• _STATED EXERCISE 1_: List the section headings that appear in the documentation passage.

• _PASSAGE_:
━━━━━━━━

This method would have timing measured, but status codes will not be tallied:

@GET
@ResourceMetrics(statusCodeCounter = false, timer = true)
public String get() {
    return "stuff";
}

The sample app uses Metrics’ JmxReporter to make all metrics available via JMX, so be sure to open up jconsole to take a look.

Jersey Guice Dispatch Wrapper

jersey-guice-dispatch-wrapper is used by jersey-metrics-filter to directly wrap the invocation of Jersey resource methods so that timing information can be captured accurately. Most filtering needs can be accomplished with Jersey’s ContainerRequestFilter and ContainerResponseFilter, but if you need javax.servlet.Filter-style direct wrapping of request handling, this library will simplify the Jersey boilerplate.

Jetty HTTP Server Wrapper

jetty-http-server-wrapper provides a simple way to set up an embedded Jetty HTTP server with Guice Servlet. While you can certainly set up Jetty manually, this library lets you focus more on configuration rather than the mechanics of wiring up a ServletContextHolder, etc. It also provides sane defaults for TLS ciphers and protocols.

Here’s a simple TLS HTTP server:

KeyStore keyStore = getServerKeystoreFromSomewhere();

HttpServerConnectorConfig httpsConfig = HttpServerConnectorConfig.forHttps("localhost", 8443)
    .withTlsKeystore(keyStore)
    .withTlsKeystorePassphrase("password");

httpServerFactory
    .getHttpServerWrapper(new HttpServerWrapperConfig().withHttpServerConnectorConfig(httpsConfig))
    .start();

URL Builder

url-builder provides a builder-style API for assembling correctly-encoded URLs. See this blog post for more details on why this isn’t easily done using the built-in Java libraries. A simple example:

UrlBuilder.forHost("http", "localhost", 8080)
    .pathSegment("foo")
    .queryParam("search", "some stuff")

━━━━━━━━

Recorded data:
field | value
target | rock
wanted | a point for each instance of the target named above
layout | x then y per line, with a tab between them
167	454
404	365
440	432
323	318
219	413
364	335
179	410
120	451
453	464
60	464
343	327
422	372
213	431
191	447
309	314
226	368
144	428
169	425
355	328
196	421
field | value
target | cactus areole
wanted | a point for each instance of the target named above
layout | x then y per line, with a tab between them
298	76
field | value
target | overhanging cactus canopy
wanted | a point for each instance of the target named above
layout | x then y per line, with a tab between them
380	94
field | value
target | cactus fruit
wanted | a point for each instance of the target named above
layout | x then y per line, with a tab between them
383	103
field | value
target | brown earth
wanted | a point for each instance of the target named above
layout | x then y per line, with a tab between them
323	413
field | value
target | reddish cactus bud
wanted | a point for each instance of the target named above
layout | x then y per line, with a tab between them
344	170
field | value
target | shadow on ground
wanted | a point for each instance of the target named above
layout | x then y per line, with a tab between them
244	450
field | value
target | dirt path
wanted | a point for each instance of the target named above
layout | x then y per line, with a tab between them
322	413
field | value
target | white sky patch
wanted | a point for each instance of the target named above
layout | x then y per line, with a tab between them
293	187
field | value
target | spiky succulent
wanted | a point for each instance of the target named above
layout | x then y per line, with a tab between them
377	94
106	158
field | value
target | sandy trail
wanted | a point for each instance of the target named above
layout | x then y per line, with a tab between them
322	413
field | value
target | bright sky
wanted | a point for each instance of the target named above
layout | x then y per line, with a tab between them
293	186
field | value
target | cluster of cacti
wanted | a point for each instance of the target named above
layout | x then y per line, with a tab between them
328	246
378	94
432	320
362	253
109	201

━━━━━━━━

• _STATED EXERCISE 2_: Extract from the records above every line containing the string "cactus", matching case exactly.

• _RIGHT ANSWER 1_:
Jersey Guice Dispatch Wrapper
Jetty HTTP Server Wrapper
URL Builder

• _RIGHT ANSWER 2_:
target | cactus areole
target | overhanging cactus canopy
target | cactus fruit
target | reddish cactus bud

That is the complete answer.